_TASK GOAL_: Rewrite the rows from the one containing "sky, then give the position of each instance." through the last row, including the requests, and give only these. Multiply every point coordinate in the answers by 2.25 and round each result to a whole number, with halves rounded up.
-- Begin EXTRACTED DATA --
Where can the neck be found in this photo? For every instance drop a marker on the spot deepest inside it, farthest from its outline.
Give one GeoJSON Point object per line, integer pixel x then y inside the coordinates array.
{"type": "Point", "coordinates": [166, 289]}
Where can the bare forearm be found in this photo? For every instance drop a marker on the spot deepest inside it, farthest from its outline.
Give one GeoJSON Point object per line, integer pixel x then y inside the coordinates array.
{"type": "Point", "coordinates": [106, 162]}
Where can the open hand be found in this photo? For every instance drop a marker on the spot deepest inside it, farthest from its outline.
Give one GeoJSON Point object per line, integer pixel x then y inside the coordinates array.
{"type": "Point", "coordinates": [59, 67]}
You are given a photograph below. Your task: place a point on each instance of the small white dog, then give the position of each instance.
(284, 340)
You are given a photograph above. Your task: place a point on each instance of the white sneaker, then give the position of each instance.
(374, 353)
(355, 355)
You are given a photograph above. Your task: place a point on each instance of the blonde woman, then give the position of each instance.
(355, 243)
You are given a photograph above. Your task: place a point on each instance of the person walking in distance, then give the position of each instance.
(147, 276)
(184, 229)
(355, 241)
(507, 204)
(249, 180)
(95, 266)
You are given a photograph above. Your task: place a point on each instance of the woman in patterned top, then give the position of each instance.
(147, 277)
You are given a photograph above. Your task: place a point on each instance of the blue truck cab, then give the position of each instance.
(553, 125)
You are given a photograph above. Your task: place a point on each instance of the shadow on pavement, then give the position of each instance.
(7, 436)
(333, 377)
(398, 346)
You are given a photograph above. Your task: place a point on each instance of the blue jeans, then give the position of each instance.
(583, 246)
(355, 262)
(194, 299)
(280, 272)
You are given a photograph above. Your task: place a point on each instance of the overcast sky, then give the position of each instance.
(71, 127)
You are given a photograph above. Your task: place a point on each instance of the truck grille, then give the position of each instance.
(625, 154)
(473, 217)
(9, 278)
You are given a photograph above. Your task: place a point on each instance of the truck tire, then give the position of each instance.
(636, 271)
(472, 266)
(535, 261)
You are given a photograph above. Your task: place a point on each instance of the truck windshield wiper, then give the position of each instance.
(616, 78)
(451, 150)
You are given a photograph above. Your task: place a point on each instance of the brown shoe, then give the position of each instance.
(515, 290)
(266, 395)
-- End EXTRACTED DATA --
_FINISHED ANSWER_:
You are given a photograph above. Your task: place a point on each instance of the overcast sky, then give the position of each instance.
(160, 286)
You are given a photograph above. Your task: place a point on each instance of the truck grille, then give the position of each instance.
(1406, 347)
(1064, 488)
(20, 626)
You are given a photograph above. Your task: place a point on each instance of the truck tire, then give the position of each instance.
(1431, 610)
(1062, 599)
(1204, 587)
You are given a photograph above. Your task: place a point on each instance of the truck windshield wiper, then give the position of each instance.
(1386, 176)
(1015, 338)
You are given a photograph above. Your task: place a point on each instance of the brown shoe, then give the position of each instance.
(1159, 653)
(599, 889)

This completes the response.